» **Work to be completed**:
The records that follow should be copied out exactly, pictures excluded.
START The input
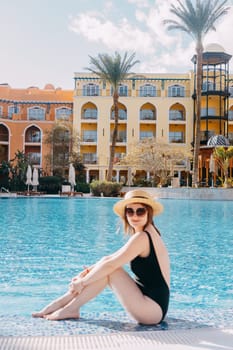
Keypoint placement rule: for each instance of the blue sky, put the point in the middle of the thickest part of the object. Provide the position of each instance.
(46, 41)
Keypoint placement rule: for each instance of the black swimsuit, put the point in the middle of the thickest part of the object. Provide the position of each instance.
(149, 278)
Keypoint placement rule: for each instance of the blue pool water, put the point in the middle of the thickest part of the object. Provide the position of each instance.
(46, 241)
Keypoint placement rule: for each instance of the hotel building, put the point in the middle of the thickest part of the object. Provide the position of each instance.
(160, 106)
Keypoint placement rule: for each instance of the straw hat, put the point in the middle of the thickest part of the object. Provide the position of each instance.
(137, 196)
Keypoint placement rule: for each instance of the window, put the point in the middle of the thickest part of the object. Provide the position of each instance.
(33, 135)
(231, 91)
(14, 109)
(176, 91)
(36, 113)
(147, 90)
(91, 90)
(123, 90)
(176, 137)
(90, 136)
(34, 158)
(89, 158)
(175, 114)
(63, 113)
(121, 136)
(147, 114)
(208, 86)
(209, 112)
(146, 135)
(122, 114)
(89, 113)
(230, 114)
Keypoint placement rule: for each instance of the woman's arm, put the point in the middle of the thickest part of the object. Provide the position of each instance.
(136, 245)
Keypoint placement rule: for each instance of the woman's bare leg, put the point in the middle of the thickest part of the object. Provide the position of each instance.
(71, 310)
(143, 309)
(140, 307)
(55, 305)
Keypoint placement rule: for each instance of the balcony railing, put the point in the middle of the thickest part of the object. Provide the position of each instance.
(89, 158)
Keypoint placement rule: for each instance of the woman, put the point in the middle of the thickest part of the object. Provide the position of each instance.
(146, 298)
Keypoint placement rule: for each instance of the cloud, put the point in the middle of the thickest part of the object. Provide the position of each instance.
(115, 36)
(158, 49)
(139, 3)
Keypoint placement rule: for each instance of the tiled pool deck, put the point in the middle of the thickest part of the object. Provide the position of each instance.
(112, 331)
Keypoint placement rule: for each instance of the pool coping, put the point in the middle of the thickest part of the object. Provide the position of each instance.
(191, 339)
(202, 193)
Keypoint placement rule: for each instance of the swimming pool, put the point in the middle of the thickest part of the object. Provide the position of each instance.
(46, 241)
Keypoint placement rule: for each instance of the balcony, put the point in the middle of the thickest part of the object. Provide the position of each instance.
(147, 114)
(176, 115)
(89, 158)
(176, 137)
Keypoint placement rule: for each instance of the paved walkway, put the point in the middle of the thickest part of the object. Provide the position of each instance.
(196, 339)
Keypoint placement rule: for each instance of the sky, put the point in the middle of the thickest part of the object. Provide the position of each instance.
(47, 41)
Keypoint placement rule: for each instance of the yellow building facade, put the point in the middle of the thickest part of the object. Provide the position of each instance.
(26, 115)
(160, 106)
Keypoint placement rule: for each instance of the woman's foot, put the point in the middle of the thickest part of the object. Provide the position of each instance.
(38, 314)
(63, 314)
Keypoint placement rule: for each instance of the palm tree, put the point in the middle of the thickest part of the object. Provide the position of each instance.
(112, 69)
(197, 20)
(223, 156)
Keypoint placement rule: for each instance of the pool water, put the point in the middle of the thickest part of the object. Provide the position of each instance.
(46, 241)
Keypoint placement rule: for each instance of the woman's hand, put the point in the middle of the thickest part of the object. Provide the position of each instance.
(81, 274)
(76, 286)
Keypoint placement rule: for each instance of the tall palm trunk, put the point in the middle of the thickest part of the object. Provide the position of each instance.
(197, 137)
(114, 135)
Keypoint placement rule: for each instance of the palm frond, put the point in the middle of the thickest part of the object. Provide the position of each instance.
(196, 20)
(114, 68)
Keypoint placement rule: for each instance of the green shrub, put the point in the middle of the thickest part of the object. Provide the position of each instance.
(50, 184)
(105, 188)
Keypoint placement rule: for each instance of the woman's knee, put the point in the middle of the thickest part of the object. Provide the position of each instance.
(115, 275)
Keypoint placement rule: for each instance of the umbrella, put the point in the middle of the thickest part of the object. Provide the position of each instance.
(212, 164)
(212, 168)
(29, 176)
(72, 176)
(35, 181)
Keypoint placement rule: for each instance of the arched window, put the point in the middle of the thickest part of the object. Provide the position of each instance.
(208, 86)
(147, 90)
(122, 114)
(123, 90)
(33, 134)
(91, 90)
(231, 91)
(36, 113)
(4, 133)
(13, 109)
(63, 113)
(177, 112)
(176, 91)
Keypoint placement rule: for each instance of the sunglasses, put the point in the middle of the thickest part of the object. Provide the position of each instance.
(139, 211)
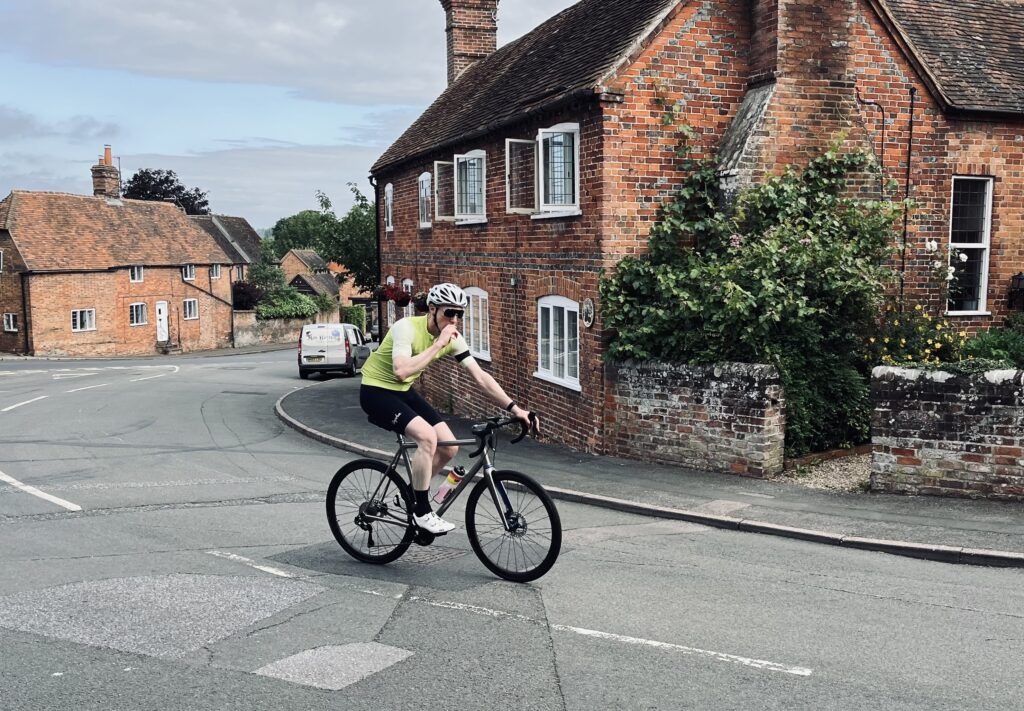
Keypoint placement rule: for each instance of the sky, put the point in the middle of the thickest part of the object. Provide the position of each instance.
(258, 102)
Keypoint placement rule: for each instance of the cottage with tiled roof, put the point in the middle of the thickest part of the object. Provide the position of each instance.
(237, 238)
(103, 276)
(544, 161)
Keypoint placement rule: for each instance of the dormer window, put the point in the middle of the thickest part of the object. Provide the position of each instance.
(470, 182)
END The input
» **Expected output**:
Keypoint placement rule: for each instance of the blue sky, put the point in the middle of the thickest part of the object. Provide the position of each instance.
(46, 41)
Keypoint placement rule: for each instance of the black swimsuit, put the point in the middle of the thickest part of the object. Provide the position of each instance.
(149, 278)
Keypoint placement rule: for each instance of the blue pool water, put the point in the middle of the thickest part of the object. Provide the position of each instance.
(46, 241)
Keypoint placement rule: for each instance of the hotel building, put the point in the middle of the thickest part of the object. Provide the position of each instance.
(160, 106)
Keypoint placement rule: for each instance of the straw hat, put the point in the middle of the thickest part of the object. Provide the position of each instance.
(137, 196)
Keypoint placement rule: for each instance of the window, put the point in the middle of the thickest part of the object. Provide the position of each instance.
(33, 135)
(231, 91)
(14, 109)
(176, 91)
(36, 113)
(147, 90)
(91, 90)
(123, 90)
(176, 137)
(90, 136)
(34, 158)
(89, 158)
(175, 114)
(63, 113)
(121, 136)
(147, 114)
(208, 86)
(209, 112)
(146, 135)
(122, 114)
(89, 113)
(230, 114)
Keypoint placement rule: for each instance of the woman's arm, put the point in the middle of the thickest part of the object. Provide the position of each instance.
(136, 245)
Keypoint placement rule: for each instance of the woman's bare leg, put the point in the middle of the thickest part of the object. Provide the position of each instance.
(71, 310)
(143, 309)
(140, 307)
(55, 305)
Keypoint placement rule: for each instance of the balcony railing, put the point in the middle of the thickest part of the object. Provide the position of each instance.
(89, 158)
Keypoint placement rule: for each instance of the woman, put the point in the middle of the thickest part of the object. Provide the position of each instance.
(146, 298)
Keypoint placement rule: for each instance of the cloud, put the point in the middle of the thickest part of the object. Provide the position of each instance.
(115, 36)
(158, 49)
(139, 3)
Keypoint placement rule: for each instance of the tiled pool deck, put the point in the middle of the thickest part of the object. Provide the position of each instance.
(112, 331)
Keypoint placement rule: for each instance of the pool coping, put the point in the middle of the thickest part of the object. Provide the position of each instance.
(191, 339)
(202, 193)
Keypoint placement rule: for each instance of the swimming pool, put the point in the middle of the thickest part of the object. Provide the position of each instance.
(46, 241)
Keypoint placement rule: for each instance of the balcony, put the point in the middle of the thickest part of the object. Provide the position of each instance.
(147, 114)
(176, 115)
(89, 158)
(176, 137)
Keypoint placement rule: for each instance of the paved walkway, put the point in the middle of the thickest part of the object. Provide the position of each instance.
(196, 339)
Keypoint placement rule: for each instance of the sky, put the point in the middle of the thickest part of the object. Provide the position of each instance.
(47, 41)
Keypoint placement rule: for each instance of the yellow building facade, put the point in the middle of the thickest part of the object. Provide the position of each instance.
(26, 115)
(160, 106)
Keypoint placement rule: for each instance of the woman's foot, put the point in the middle of the thickest part of the object. Provide the position of each instance.
(38, 314)
(63, 314)
Keypoint placement rule: for each instance of the palm tree, put the point in the middle of the thickest part of the object. Provide the position of each instance.
(112, 69)
(197, 20)
(223, 156)
Keypoint placement rule: for each instance of the pool water, put the point in the middle of the thickest part of the object. Provide the position of each instance.
(46, 241)
Keypoint placement rule: for each instance of the woman's hand, put the point in the middle of the thickest part of the object. Provide the position of each instance.
(81, 274)
(76, 286)
Keypoint placement rule: for each instance of the tall palm trunk, put the point in the middle of the thickest part of the object. Provide the position of each instance.
(197, 137)
(114, 135)
Keypoint placement rule: for each instance of the palm frond, put the point in the middle of the thickest part of the object. Provide the position of each instance.
(196, 20)
(114, 68)
Keypoint placement rule: for each instance of the green shrub, put the point in the middle of the thickest part of the object. Provide the position of each instance.
(50, 184)
(105, 188)
Keypoint placement rule: for each instance of the woman's knee, put the point in the middle of the thickest part of the object. Provide the position of each instance.
(115, 275)
Keypoint placement rule: for each instance of the umbrella, put the point in the middle of the thickest part of the object. Provide the position of each instance.
(212, 164)
(212, 168)
(29, 176)
(72, 176)
(35, 181)
Keypoint placement rule: for each instance of the arched window, put the point in the middle of the thickest part of the object. Provide the position of each instance.
(208, 86)
(147, 90)
(122, 114)
(123, 90)
(33, 134)
(91, 90)
(231, 91)
(36, 113)
(4, 133)
(13, 109)
(63, 113)
(177, 112)
(176, 91)
Keypoint placement rule: for each instance of the sunglasses, put the point in the middle of the thickest part of the object. Provide the position of each instance.
(139, 211)
Keypoint placement rule: for each instance of the sky, put the point in the middle of the thickest part of the object. Provide the position of each instance.
(258, 102)
Keypoint placement rule: for each instance of the cottage with tiled roof, put the point in the middle of the thickest part of the object. Provide the position of each instance.
(237, 238)
(103, 276)
(544, 161)
Keypoint placement rule: for each instance of the dormer window, put the point in the middle of the thickest part of the object. Provide the position of each instance.
(470, 182)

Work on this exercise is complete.